EXTRAIT DU DOCUMENT:

Il y a cinquante-quatre jours, le soleil brumeux de l’Asie m’est apparu. Il a surgi comme ça, par les hublots, au loin par la porte de l’appareil, puis au grand jour. Ma valise, pathétiquement bloquée à l’aéroport de Roissy, était le sésame vers un voyage d’insouciance, des jours d’intellect et de contemplation que nulle considération d’ordre pratique ne pourrait venir ternir.
Un taxi rouge m’a emmenée, et malgré un corps épuisé par les heures de vol, je n’étais que stupéfaction. Nous avons traversé la mer pour rejoindre l’île de Hong Kong depuis l’ile de Lantau. La végétation luxuriante se confondait aux flancs des montagnes qui se déversaient dans la mer. Nous serpentions sur des rubans de bitume avec l’agilité de la goutte d’eau.
Je suis arrivée à destination – ma première destination du moins, l’auberge de Mei Ho House, celle qui serait mon repère une semaine durant, où j’ignorais encore qu’apparaîtrait une nouvelle amie. Déjà une nouvelle amie – oui mais en voyage, il y a ceux qu’on rencontre et à qui l’on sourit, ceux à qui l’on parle mais qu’on oublie ; il y a ceux que l’on revoit un jour, et enfin les autres, ceux qui demeurent dans nos souvenirs comme la source du voyage, la racine essentielle.

ENREGISTREMENTS FOURNIS:
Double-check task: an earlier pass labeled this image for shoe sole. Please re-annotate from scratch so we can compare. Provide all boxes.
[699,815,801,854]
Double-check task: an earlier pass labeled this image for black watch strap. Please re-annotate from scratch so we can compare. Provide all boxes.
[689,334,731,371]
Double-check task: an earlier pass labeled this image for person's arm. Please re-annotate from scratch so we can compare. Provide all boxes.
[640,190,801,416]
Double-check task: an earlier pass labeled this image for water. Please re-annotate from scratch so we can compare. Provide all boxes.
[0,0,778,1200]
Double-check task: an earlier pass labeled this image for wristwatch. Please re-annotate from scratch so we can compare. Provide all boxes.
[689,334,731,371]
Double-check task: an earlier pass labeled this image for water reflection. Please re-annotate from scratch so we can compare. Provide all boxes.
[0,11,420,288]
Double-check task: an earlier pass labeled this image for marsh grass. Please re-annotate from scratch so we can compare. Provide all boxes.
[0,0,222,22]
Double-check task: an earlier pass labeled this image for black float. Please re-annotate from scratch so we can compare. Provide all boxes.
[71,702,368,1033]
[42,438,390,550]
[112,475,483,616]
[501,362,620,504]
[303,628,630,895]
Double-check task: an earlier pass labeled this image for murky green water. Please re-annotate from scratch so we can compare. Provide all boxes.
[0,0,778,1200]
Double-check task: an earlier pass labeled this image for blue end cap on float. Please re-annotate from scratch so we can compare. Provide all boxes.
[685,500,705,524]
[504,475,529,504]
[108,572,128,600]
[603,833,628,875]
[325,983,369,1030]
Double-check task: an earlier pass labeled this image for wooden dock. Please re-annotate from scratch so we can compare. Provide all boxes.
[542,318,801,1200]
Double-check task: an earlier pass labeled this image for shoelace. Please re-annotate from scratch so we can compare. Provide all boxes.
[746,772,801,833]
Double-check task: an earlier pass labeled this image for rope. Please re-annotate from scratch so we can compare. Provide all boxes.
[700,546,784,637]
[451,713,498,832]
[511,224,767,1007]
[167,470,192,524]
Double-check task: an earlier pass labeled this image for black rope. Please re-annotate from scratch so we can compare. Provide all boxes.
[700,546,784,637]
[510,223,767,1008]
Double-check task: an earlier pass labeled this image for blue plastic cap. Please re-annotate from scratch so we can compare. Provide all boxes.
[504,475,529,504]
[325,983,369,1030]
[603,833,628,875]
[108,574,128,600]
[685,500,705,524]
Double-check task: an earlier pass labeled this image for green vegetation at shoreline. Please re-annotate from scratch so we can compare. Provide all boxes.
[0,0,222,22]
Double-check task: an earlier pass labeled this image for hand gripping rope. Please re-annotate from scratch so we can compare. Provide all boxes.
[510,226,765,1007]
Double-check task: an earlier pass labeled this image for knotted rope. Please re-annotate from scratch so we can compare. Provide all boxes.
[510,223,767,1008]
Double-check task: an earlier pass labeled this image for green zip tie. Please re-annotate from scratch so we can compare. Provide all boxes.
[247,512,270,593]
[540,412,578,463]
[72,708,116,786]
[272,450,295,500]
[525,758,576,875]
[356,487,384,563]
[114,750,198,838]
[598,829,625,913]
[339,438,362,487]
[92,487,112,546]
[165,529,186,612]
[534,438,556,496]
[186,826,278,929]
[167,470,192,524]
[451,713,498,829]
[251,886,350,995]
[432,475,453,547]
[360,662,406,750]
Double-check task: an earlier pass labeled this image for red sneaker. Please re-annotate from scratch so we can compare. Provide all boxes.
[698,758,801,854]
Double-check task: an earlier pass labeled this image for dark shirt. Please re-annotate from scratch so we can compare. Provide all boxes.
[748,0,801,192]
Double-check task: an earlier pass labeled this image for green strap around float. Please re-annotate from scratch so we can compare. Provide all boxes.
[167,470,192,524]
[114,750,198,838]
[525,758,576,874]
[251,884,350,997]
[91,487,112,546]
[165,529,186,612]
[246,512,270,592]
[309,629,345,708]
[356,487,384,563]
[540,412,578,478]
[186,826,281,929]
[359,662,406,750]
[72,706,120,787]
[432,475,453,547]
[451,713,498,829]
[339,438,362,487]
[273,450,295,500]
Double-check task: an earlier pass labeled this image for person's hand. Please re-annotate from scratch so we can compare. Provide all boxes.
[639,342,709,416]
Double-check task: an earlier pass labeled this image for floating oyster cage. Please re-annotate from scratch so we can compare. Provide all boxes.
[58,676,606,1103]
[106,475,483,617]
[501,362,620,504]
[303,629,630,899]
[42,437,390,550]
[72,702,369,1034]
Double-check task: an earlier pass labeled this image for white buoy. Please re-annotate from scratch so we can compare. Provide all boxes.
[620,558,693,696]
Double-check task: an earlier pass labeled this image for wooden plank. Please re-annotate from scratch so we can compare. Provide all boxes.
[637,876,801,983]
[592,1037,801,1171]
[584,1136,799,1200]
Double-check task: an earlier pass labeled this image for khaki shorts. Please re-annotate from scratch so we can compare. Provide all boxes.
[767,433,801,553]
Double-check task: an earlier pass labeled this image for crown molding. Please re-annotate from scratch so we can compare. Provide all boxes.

CONSIGNES:
A – Reproduisez le passage du récit de voyage qui commence par les mots « Un taxi rouge » et se termine par « la goutte d’eau. ».
B – Veuillez présenter sous forme de tableau Markdown, avec les colonnes « Numéro » et « Ligne », les lignes des enregistrements allant de celle qui contient « for black float. » jusqu'à celle qui contient « [303,628,630,895] », ces deux lignes incluses, en omettant les lignes vides.

RÉPONSES ATTENDUES:
A –
Un taxi rouge m’a emmenée, et malgré un corps épuisé par les heures de vol, je n’étais que stupéfaction. Nous avons traversé la mer pour rejoindre l’île de Hong Kong depuis l’ile de Lantau. La végétation luxuriante se confondait aux flancs des montagnes qui se déversaient dans la mer. Nous serpentions sur des rubans de bitume avec l’agilité de la goutte d’eau.

B –
| Numéro | Ligne |
|---|---|
| 1 | Double-check task: an earlier pass labeled this image for black float. Please re-annotate from scratch so we can compare. Provide all boxes. |
| 2 | [71,702,368,1033] |
| 3 | [42,438,390,550] |
| 4 | [112,475,483,616] |
| 5 | [501,362,620,504] |
| 6 | [303,628,630,895] |